Pick out each line in the rows below that contains the word "window", and copy those lines in full.

########

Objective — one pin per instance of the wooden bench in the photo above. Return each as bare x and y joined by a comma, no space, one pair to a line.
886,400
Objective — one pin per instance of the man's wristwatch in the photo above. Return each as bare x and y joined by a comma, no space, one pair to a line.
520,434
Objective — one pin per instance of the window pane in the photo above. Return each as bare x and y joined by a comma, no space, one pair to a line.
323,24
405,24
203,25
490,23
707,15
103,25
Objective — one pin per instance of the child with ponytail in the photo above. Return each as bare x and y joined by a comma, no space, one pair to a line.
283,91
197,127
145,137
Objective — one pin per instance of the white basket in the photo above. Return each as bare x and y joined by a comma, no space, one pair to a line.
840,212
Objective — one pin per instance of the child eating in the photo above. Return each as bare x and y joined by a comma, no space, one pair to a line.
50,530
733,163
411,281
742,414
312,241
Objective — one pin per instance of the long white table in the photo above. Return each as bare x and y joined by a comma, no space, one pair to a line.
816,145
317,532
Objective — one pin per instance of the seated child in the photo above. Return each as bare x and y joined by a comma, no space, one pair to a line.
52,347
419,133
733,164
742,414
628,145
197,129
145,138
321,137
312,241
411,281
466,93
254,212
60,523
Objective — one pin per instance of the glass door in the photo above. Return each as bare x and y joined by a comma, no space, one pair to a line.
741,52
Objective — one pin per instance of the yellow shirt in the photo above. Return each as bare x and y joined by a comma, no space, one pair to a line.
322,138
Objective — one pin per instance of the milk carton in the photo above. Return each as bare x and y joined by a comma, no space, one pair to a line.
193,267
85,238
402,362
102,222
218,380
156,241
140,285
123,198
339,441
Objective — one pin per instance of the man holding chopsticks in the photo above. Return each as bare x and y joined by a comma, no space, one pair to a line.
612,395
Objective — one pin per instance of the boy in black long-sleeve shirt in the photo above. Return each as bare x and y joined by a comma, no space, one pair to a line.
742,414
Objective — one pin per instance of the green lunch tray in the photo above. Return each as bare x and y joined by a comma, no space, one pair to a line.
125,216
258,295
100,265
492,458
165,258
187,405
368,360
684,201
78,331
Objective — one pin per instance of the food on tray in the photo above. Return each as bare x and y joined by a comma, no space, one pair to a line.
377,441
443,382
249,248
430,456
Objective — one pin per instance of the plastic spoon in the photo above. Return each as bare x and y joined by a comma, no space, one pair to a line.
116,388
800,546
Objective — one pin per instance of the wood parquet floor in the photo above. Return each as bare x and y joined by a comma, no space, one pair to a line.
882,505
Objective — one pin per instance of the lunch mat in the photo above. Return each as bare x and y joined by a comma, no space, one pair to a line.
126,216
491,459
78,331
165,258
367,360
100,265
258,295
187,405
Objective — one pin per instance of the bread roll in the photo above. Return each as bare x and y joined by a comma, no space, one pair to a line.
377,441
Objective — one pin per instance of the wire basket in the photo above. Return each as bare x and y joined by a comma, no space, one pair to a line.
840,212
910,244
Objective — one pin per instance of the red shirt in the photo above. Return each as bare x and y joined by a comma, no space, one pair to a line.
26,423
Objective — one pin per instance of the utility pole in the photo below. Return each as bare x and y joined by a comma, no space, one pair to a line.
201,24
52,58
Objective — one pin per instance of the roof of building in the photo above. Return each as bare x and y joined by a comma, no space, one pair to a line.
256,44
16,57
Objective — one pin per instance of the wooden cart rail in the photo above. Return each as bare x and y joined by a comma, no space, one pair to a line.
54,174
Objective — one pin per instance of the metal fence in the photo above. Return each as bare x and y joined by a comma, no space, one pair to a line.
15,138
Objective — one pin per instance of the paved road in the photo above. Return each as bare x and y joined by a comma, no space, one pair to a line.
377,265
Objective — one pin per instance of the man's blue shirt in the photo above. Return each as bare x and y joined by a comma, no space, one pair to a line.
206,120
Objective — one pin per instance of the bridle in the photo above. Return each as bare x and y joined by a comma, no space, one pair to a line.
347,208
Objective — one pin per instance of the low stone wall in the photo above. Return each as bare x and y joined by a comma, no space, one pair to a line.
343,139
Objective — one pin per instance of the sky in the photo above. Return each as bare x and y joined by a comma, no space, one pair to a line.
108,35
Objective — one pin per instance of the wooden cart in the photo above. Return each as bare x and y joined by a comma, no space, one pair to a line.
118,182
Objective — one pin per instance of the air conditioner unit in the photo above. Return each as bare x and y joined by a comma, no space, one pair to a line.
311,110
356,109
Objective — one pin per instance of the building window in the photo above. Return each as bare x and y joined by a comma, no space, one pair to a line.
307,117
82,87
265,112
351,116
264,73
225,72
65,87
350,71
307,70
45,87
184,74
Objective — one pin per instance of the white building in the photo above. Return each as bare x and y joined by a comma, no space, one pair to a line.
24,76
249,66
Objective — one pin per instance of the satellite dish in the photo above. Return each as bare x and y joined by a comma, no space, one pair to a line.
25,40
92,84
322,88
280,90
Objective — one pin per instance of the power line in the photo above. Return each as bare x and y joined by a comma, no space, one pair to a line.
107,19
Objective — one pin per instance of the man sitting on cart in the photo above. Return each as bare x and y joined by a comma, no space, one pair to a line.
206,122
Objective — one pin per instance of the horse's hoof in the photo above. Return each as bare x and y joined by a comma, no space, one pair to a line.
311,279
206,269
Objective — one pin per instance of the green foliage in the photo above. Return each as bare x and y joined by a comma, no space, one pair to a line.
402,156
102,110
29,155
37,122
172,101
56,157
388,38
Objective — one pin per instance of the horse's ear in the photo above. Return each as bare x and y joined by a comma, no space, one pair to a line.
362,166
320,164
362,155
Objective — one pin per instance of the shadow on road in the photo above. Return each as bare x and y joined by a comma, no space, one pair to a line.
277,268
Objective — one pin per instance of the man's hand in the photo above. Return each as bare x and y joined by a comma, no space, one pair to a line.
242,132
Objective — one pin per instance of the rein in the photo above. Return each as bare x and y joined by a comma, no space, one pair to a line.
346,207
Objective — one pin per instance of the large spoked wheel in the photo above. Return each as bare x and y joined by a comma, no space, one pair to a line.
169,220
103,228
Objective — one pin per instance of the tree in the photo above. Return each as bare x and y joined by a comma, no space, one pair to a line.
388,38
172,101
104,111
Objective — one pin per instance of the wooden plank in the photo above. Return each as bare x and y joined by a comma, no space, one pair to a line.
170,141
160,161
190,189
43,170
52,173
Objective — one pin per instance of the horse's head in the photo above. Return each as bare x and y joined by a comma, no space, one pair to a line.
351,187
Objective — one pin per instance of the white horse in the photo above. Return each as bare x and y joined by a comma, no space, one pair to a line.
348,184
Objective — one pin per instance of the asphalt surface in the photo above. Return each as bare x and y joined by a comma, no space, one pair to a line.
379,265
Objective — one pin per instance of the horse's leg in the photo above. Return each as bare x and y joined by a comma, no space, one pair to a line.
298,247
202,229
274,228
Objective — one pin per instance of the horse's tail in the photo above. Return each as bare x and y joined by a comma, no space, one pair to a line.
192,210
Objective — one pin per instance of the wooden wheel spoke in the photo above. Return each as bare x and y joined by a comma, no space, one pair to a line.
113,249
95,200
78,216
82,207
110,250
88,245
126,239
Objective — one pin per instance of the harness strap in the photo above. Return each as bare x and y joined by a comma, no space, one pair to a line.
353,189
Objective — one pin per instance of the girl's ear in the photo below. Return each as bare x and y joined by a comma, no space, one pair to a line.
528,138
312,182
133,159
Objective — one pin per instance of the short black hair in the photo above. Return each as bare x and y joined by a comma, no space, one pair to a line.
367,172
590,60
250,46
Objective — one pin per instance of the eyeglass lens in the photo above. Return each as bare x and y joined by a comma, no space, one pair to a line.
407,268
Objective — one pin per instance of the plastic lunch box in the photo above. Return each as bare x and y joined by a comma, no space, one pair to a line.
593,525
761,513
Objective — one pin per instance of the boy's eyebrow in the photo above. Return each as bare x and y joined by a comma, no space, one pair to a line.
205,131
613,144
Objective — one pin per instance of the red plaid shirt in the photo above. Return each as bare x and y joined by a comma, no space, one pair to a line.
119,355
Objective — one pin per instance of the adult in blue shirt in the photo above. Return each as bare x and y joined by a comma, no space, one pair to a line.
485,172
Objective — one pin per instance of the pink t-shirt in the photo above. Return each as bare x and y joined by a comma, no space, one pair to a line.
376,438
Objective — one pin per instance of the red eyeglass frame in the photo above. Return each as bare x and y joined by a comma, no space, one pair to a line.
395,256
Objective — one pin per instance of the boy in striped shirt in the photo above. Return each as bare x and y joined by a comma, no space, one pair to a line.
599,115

########

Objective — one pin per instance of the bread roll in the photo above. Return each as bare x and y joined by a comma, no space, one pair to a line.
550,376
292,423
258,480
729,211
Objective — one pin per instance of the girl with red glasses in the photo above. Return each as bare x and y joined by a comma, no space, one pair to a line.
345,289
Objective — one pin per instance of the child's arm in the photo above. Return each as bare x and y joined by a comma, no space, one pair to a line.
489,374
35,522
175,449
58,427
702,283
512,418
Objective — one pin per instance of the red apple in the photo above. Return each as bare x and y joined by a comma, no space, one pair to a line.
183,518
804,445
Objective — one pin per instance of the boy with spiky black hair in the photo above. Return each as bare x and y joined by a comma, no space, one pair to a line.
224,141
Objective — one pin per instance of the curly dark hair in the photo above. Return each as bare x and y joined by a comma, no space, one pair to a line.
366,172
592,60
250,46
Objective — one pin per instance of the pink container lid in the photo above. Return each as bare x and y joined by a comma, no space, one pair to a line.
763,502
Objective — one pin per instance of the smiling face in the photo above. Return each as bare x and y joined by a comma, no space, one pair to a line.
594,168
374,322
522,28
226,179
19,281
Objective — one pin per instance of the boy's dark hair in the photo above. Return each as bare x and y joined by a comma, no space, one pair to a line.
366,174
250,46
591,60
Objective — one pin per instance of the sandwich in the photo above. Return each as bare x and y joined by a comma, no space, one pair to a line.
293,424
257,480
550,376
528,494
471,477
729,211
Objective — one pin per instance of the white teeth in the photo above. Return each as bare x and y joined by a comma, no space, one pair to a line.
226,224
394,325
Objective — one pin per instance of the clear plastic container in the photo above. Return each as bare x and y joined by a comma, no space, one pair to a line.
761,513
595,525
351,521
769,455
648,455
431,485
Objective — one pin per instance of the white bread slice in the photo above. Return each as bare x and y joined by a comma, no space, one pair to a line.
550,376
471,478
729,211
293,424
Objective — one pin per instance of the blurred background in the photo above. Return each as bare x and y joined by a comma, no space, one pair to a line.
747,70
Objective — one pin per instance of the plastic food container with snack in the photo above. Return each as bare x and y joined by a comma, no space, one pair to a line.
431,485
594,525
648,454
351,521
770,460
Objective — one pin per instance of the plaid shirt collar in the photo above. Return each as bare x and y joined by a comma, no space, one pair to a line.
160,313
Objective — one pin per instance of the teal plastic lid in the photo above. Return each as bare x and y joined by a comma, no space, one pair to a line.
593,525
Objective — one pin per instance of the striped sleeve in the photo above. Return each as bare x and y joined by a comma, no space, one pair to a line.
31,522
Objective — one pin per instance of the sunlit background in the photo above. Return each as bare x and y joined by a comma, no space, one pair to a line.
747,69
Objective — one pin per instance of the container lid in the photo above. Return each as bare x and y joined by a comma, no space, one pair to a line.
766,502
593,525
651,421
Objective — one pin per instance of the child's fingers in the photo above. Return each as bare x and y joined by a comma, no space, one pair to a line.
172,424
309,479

########

Answer to this task —
Objective — one pin per instance of the window pane in the photo above. Return each as bare x and y joined by a comma, no space, one pair to a line.
Objective — one pin per instance of the building window in the photo above. Return each as bare x and y joined by a comma, no space, one pair to a line.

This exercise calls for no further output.